* [PROBLEMAS Y TAREAS]
A - Contesta estas preguntas según la página sobre la comunicación entre un PIC y LabVIEW:
(i) ¿A qué frecuencia de comunicación se debe establecer el PIC para usar el puerto USB?
(ii) ¿Como qué tipo de dispositivo debe reconocer LabVIEW al PIC?
(iii) ¿En qué formato le entrega los valores el ADC a tr_manolete?
B - Transcribe sin cambios el fragmento de la página que va desde "exactamente que es" hasta "cambie a decimal?", ambos incluidos.

* [PÁGINA]

________

Hola manolete, para empezar me imagino que la comunicacion entre el pic y labview la haras por el puerto usb, asi que necesitas establecer la frecuencia de comunicacion a 48MHz, tu solo tienes 40M de esa forma tendras problemas con el puerto, depsues en labview necesitaras reconocer el pic como un dispositivo HID, puedes ir viendo algunos ejemplos para trabajar el HID usb, y es importante que configures tambien el PLL del pic con tu cristal para que te de los 48MHz, esto es para empezar, 

exactamente que es lo que quieres hacer ?


----------



## tr_manolete (Abr 14, 2009)

hola mirami proposito es hacer un medidor de potencia el cual hara los calculos mediante el voltaje y la corriente los cuales estos datos seran guardados en la memoria del pic para despues ser rescatados por labview y poder mostrar los datos en labview. el ejemplo que me preguntas es solo para hacer funcionar eñ adc ya que apenas estoy aprendiendo a programar en c los pics. bueno ahora ya lo hice funcionar pero me da valores en hexadecimal no sabes si haya una funcion que me lo cambie a decimal?


----------



## JOJOJORGE (Abr 15, 2009)

Hola

armar un JDM ya no vale la pena si ya armaste mas de uno y no te fincionaron pues aun mas.

________

* [DATOS PROPORCIONADOS]
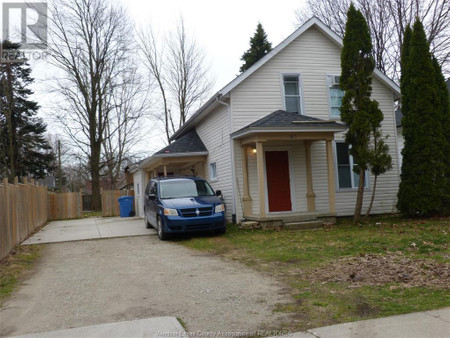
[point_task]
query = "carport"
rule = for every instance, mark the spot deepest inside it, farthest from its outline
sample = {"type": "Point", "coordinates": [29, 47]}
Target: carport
{"type": "Point", "coordinates": [185, 156]}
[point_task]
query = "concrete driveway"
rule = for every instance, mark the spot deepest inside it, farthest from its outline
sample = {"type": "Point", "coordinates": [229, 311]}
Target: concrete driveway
{"type": "Point", "coordinates": [85, 283]}
{"type": "Point", "coordinates": [90, 228]}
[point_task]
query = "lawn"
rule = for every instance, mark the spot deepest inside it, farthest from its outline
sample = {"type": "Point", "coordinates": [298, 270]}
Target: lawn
{"type": "Point", "coordinates": [16, 267]}
{"type": "Point", "coordinates": [345, 272]}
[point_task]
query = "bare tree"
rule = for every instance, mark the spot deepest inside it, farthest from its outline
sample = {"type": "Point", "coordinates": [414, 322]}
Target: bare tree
{"type": "Point", "coordinates": [177, 64]}
{"type": "Point", "coordinates": [387, 21]}
{"type": "Point", "coordinates": [89, 40]}
{"type": "Point", "coordinates": [123, 130]}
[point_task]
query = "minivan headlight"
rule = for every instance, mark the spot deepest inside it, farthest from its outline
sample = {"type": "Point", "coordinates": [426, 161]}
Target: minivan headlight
{"type": "Point", "coordinates": [220, 208]}
{"type": "Point", "coordinates": [170, 212]}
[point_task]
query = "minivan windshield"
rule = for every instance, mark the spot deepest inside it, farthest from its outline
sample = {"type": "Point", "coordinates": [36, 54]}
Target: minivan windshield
{"type": "Point", "coordinates": [179, 188]}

________

* [SOLUCIONES DESARROLLADAS]
A -
(i) A 48MHz.
(ii) Como un dispositivo HID.
(iii) En hexadecimal.

B -
exactamente que es lo que quieres hacer ?


----------



## tr_manolete (Abr 14, 2009)

hola mirami proposito es hacer un medidor de potencia el cual hara los calculos mediante el voltaje y la corriente los cuales estos datos seran guardados en la memoria del pic para despues ser rescatados por labview y poder mostrar los datos en labview. el ejemplo que me preguntas es solo para hacer funcionar eñ adc ya que apenas estoy aprendiendo a programar en c los pics. bueno ahora ya lo hice funcionar pero me da valores en hexadecimal no sabes si haya una funcion que me lo cambie a decimal?